EXERCISE DIRECTIONS -> Put every line of the records below into a numbered list, leaving out any blank lines.

───── TASK INPUT

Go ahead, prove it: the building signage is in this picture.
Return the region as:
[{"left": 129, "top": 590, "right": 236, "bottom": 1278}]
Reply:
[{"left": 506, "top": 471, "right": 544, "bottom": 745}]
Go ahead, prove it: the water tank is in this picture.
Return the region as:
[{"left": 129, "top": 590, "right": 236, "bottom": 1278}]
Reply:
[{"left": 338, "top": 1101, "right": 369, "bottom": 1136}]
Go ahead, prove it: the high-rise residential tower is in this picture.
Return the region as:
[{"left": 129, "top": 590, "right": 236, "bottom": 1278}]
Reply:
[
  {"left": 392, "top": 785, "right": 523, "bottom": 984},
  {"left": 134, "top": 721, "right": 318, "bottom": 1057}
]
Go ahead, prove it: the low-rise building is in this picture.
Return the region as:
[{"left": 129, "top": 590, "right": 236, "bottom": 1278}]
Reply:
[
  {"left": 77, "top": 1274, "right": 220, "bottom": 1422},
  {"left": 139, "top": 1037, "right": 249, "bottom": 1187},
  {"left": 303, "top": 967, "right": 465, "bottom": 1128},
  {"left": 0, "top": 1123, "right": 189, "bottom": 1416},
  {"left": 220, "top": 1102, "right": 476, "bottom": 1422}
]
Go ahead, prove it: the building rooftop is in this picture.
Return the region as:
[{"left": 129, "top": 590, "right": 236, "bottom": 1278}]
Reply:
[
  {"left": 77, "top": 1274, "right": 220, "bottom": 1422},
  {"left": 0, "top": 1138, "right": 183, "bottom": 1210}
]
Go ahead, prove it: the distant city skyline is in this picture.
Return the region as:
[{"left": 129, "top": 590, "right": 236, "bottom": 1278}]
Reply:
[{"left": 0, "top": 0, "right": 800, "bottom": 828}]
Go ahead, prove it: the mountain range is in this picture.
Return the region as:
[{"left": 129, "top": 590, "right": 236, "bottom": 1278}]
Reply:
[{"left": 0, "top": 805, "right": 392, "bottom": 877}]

──────────

THE RESULT ->
1. Go ahead, prove it: the building signage is in this picture.
2. Return the region as:
3. [{"left": 129, "top": 590, "right": 236, "bottom": 1278}]
4. Reply:
5. [{"left": 506, "top": 471, "right": 544, "bottom": 745}]
6. Go ahead, prove it: the water tank is in this picture.
7. Return the region as:
8. [{"left": 129, "top": 590, "right": 236, "bottom": 1278}]
9. Reply:
10. [{"left": 338, "top": 1101, "right": 369, "bottom": 1136}]
11. Go ahead, prove it: the high-rise residential tower is in this picture.
12. Return the region as:
13. [{"left": 129, "top": 590, "right": 236, "bottom": 1278}]
14. Reply:
15. [
16.   {"left": 392, "top": 785, "right": 523, "bottom": 984},
17.   {"left": 134, "top": 721, "right": 318, "bottom": 1057}
18. ]
19. Go ahead, prove it: the low-rise building is in this picture.
20. Return the region as:
21. [{"left": 129, "top": 590, "right": 236, "bottom": 1278}]
22. Reply:
23. [
24.   {"left": 77, "top": 1274, "right": 220, "bottom": 1422},
25.   {"left": 139, "top": 1037, "right": 249, "bottom": 1187},
26.   {"left": 303, "top": 967, "right": 465, "bottom": 1128},
27.   {"left": 0, "top": 1123, "right": 189, "bottom": 1416},
28.   {"left": 220, "top": 1102, "right": 476, "bottom": 1422}
29. ]
30. Go ahead, prove it: the building rooftop is in this picture.
31. Return the region as:
32. [{"left": 129, "top": 590, "right": 236, "bottom": 1278}]
33. Reply:
34. [
35.   {"left": 77, "top": 1274, "right": 220, "bottom": 1422},
36.   {"left": 0, "top": 1138, "right": 183, "bottom": 1210}
37. ]
38. Go ahead, prove it: the distant city skyline is in this picture.
39. Return the region as:
40. [{"left": 129, "top": 590, "right": 236, "bottom": 1278}]
41. Reply:
42. [{"left": 0, "top": 0, "right": 800, "bottom": 828}]
43. Go ahead, prove it: the mountain range is in this picture.
44. Return the region as:
45. [{"left": 129, "top": 590, "right": 236, "bottom": 1278}]
46. Reply:
47. [{"left": 0, "top": 805, "right": 392, "bottom": 877}]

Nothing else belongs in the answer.